» WORK TO COMPLETE
Format the lines below as a numbered list, omitting blank lines and excluding the pictures.

## BEGIN EXERCISE INPUT

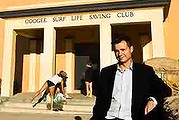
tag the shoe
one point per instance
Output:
(34, 105)
(68, 97)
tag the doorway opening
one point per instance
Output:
(29, 45)
(82, 42)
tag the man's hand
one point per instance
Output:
(150, 106)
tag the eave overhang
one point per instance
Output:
(86, 8)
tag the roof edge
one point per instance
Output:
(84, 8)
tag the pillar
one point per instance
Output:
(105, 44)
(157, 34)
(47, 58)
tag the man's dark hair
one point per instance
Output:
(120, 38)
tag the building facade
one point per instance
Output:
(39, 39)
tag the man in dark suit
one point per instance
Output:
(128, 90)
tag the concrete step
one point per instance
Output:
(21, 103)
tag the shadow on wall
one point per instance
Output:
(0, 84)
(78, 118)
(168, 70)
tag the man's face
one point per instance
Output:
(123, 52)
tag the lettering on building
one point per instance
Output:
(35, 20)
(125, 14)
(99, 16)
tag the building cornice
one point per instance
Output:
(85, 8)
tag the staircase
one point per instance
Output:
(78, 105)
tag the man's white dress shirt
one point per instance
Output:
(122, 95)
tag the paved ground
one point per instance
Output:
(19, 107)
(53, 116)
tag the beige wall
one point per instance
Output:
(171, 31)
(24, 4)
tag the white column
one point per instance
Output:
(32, 65)
(105, 44)
(47, 59)
(8, 62)
(69, 60)
(157, 34)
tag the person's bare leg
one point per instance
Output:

## END EXERCISE INPUT

» WRITTEN RESPONSE
1. tag the shoe
2. one point per instance
3. Output:
4. (34, 105)
5. (68, 97)
6. tag the doorway opening
7. one point per instance
8. Output:
9. (29, 45)
10. (82, 42)
11. tag the man's hand
12. one point per instance
13. Output:
14. (150, 106)
15. tag the eave overhang
16. one point per instance
17. Output:
18. (86, 8)
19. tag the roof edge
20. one point per instance
21. Output:
22. (84, 8)
23. tag the pillar
24. one point per instance
25. Output:
26. (105, 44)
27. (157, 34)
28. (47, 58)
29. tag the man's dark hair
30. one point per instance
31. Output:
32. (120, 38)
33. tag the building facade
34. one point per instance
35. Output:
36. (39, 39)
37. tag the man in dark suit
38. one point per instance
39. Output:
40. (128, 90)
41. tag the concrete step
42. one point per instance
43. Output:
44. (21, 103)
45. tag the shadow on wall
46. one point per instance
47. Output:
48. (0, 84)
49. (78, 118)
50. (168, 70)
51. tag the man's face
52. one point per instance
53. Output:
54. (123, 52)
55. tag the lettering on building
56. one point per instance
57. Output:
58. (35, 20)
59. (125, 14)
60. (99, 16)
61. tag the building cornice
62. one point per instance
63. Output:
64. (85, 8)
65. tag the staircase
66. one point per instance
67. Output:
68. (78, 105)
69. tag the man's white dress shirt
70. one point per instance
71. Output:
72. (122, 95)
73. tag the paved ground
74. one point per instance
75. Output:
76. (19, 107)
77. (53, 116)
78. tag the beige wall
79. one point per instance
80. Output:
81. (171, 31)
82. (24, 4)
83. tag the white column
84. one point per instance
85. Output:
86. (32, 65)
87. (105, 44)
88. (47, 59)
89. (8, 62)
90. (69, 60)
91. (157, 34)
92. tag the person's bare leg
93. one point per instance
94. Output:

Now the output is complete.